Written exercise: Rewrite the stretch of items from the line containing "Mark the bird's beak" through the end of the items, substituting "single dot" for every "single point" and keeping everything else unchanged.

Extracted information:
--

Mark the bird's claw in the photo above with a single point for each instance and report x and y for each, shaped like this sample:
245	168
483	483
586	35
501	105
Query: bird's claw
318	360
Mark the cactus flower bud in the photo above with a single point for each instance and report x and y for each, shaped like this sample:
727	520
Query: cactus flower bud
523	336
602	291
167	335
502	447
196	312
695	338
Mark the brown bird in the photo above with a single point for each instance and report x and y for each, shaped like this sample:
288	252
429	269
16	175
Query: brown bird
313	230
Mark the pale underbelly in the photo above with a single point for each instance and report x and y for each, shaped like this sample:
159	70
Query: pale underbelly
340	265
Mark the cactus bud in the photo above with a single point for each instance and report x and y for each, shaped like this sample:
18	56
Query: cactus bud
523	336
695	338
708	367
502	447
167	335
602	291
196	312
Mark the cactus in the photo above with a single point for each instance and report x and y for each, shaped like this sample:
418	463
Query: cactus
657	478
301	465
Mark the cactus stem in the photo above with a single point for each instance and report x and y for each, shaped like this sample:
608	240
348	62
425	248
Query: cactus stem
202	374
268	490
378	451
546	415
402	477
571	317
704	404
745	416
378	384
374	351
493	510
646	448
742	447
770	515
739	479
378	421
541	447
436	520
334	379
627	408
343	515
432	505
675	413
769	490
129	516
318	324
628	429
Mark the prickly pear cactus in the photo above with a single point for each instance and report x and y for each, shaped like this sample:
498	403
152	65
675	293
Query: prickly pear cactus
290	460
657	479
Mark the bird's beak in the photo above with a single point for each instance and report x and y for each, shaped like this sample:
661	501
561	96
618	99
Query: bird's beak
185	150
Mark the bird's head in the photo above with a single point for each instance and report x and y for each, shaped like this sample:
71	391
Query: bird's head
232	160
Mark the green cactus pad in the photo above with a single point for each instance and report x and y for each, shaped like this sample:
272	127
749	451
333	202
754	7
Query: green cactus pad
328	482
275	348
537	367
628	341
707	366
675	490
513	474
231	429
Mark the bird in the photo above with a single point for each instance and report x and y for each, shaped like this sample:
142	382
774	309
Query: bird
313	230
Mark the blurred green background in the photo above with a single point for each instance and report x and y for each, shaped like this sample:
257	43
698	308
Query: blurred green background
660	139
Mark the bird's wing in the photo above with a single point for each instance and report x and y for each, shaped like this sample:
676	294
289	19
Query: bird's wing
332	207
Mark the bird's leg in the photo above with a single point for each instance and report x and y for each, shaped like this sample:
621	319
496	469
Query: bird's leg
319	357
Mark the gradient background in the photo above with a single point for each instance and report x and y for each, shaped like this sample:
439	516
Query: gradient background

--

Completed exercise:
Mark the bird's beak in the photo above with a single dot for each instance and report x and y for each, shaped like this sample:
661	501
561	96
618	99
Query: bird's beak
185	150
Mark the bird's head in the photo above with a single dot for each instance and report x and y for each, shaped like this sample:
71	391
Query: bird's head
232	160
Mark the green cactus pad in the photo above with a single dot for each instance and report x and y for each, shaped like this sample:
272	127
749	451
333	202
754	7
Query: green cactus pad
328	482
275	348
537	367
628	341
707	366
675	490
513	474
231	429
Mark the bird in the photo above with a single dot for each instance and report x and y for each, shaped like this sample:
142	382
774	309
Query: bird
313	230
Mark the blurred green background in the photo above with a single dot for each instance and report x and y for each, shaped like this sample:
257	43
698	308
Query: blurred green background
660	139
Mark the bird's wing in the photo above with a single dot for each instance and report x and y for each, shaped like this sample:
676	294
289	19
Query: bird's wing
332	207
Mark the bird's leg in the photo above with a single dot for each instance and report x and y for each, shaped like this sample:
621	319
496	469
Query: bird's leg
319	357
Mark the gradient background in the photo above with a single dot for each instance and report x and y for each, shaped like this sample:
439	516
Query: gradient background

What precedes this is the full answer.